**Raw data:**
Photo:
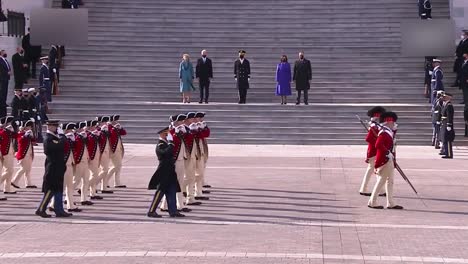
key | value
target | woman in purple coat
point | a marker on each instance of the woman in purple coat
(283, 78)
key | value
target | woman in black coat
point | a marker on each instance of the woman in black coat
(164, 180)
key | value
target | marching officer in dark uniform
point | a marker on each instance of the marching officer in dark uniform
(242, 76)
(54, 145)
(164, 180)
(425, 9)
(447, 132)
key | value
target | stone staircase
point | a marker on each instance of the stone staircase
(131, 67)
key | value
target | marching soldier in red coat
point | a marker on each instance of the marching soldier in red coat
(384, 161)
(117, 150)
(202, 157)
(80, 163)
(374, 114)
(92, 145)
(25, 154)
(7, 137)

* * *

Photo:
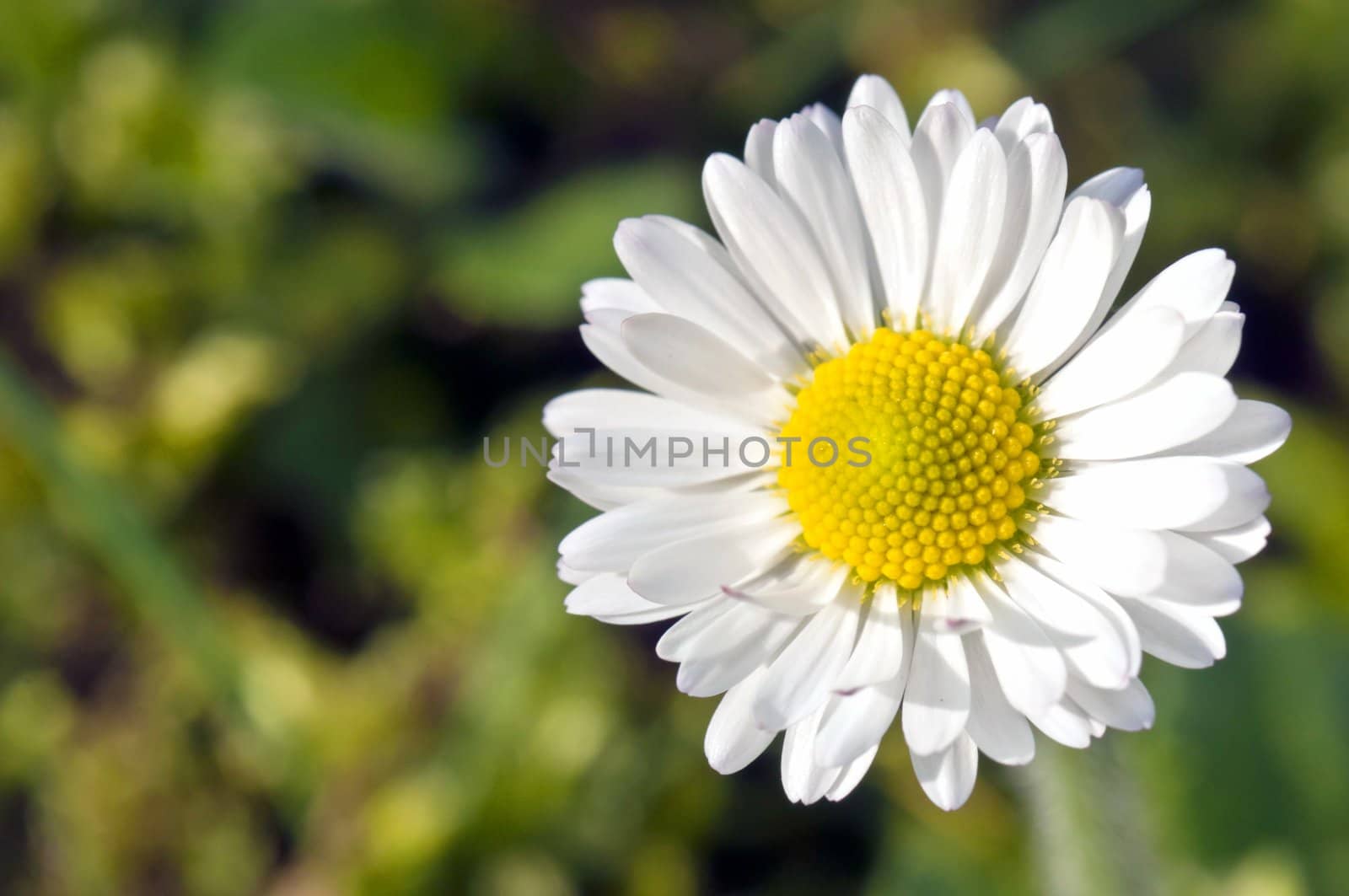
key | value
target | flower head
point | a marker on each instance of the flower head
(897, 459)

==

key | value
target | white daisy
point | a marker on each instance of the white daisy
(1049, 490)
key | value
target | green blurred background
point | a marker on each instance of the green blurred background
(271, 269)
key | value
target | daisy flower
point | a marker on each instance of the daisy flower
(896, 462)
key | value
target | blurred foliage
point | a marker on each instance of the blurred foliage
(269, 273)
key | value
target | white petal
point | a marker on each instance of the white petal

**Exercise task:** How many lines in the listing above contain the string "flower"? Reply with the number only.

**Final result:** 4